----- Rows -----

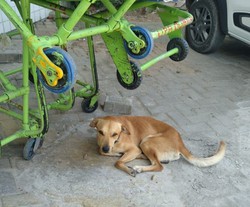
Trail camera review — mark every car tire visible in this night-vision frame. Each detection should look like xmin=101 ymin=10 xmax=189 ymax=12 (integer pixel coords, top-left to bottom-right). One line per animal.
xmin=186 ymin=0 xmax=225 ymax=54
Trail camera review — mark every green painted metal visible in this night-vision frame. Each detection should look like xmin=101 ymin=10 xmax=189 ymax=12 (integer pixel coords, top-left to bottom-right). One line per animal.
xmin=141 ymin=48 xmax=179 ymax=71
xmin=0 ymin=0 xmax=192 ymax=157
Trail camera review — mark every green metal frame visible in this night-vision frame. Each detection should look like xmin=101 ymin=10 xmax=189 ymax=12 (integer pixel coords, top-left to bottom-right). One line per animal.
xmin=0 ymin=0 xmax=192 ymax=156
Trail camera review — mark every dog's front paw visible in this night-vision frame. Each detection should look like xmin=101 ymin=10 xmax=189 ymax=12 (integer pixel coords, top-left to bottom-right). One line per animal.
xmin=128 ymin=166 xmax=137 ymax=177
xmin=133 ymin=166 xmax=142 ymax=174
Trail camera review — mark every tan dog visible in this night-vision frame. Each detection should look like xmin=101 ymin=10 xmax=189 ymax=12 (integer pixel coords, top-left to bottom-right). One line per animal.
xmin=90 ymin=116 xmax=226 ymax=176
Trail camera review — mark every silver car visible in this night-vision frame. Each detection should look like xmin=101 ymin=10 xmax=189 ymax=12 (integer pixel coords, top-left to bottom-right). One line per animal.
xmin=186 ymin=0 xmax=250 ymax=53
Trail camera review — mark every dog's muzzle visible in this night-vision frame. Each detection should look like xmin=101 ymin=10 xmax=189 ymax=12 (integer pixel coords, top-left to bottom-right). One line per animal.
xmin=102 ymin=146 xmax=109 ymax=153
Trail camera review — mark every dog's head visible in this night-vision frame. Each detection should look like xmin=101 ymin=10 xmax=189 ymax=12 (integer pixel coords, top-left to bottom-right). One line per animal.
xmin=90 ymin=117 xmax=129 ymax=155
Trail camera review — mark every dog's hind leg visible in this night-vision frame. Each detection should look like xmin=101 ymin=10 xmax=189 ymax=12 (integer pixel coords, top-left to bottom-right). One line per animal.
xmin=133 ymin=143 xmax=163 ymax=173
xmin=115 ymin=147 xmax=142 ymax=177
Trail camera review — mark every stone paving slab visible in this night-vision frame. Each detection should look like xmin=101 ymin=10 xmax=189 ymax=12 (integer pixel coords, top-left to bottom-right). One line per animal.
xmin=0 ymin=14 xmax=250 ymax=207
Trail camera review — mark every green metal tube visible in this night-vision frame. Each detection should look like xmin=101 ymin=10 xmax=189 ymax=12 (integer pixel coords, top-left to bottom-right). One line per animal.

-----

• [Goal]: Please offset the data starting at the line that contains "Trail camera review — mark every stone" and ending at the end of the data: write every line out again in full, adding 5 to each bounding-box coordinate.

• [In response]:
Trail camera review — mark every stone paving slab visible in this night-vision frame. Each detection should look like xmin=101 ymin=10 xmax=189 ymax=12 (integer pixel coords, top-left to bottom-right). One line per animal.
xmin=5 ymin=19 xmax=255 ymax=212
Trail camera review — mark every green metal tube visible in this night-vision frame. Each detection should look like xmin=101 ymin=10 xmax=189 ymax=12 (integer pixel coords, top-left to bottom-right). One line per animal.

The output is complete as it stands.